INSTRUCTIONS FOR THE TASK> List every line in the entries below that contains the string "window", copying each such line in full. Treat the match as case-sensitive.
## Start DATA RECORDS
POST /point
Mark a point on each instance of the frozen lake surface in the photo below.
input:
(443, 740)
## End DATA RECORDS
## Start DATA RECORDS
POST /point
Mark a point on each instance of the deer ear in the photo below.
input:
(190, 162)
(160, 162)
## End DATA RECORDS
## Start DATA RECORDS
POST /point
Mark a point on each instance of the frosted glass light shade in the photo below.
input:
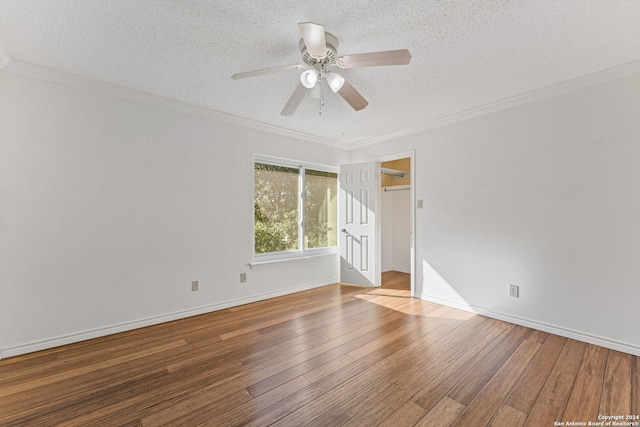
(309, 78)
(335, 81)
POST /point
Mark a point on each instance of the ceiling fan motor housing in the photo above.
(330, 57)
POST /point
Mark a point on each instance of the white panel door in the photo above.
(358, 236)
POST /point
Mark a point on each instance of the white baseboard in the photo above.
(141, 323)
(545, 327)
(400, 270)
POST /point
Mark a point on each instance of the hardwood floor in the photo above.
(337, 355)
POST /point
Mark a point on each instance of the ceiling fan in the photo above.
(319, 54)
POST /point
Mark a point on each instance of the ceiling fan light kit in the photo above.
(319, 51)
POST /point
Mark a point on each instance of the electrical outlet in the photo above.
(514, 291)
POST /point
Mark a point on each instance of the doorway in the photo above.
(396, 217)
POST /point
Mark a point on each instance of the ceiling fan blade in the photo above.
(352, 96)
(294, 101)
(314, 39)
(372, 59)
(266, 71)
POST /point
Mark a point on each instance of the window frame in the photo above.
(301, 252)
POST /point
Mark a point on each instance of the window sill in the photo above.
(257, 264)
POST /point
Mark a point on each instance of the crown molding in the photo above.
## End DATA RECORDS
EXERCISE SOLUTION>
Mark a point on each instance of the window frame in the photo above.
Mark a point on each instance of the window sill in the photo above.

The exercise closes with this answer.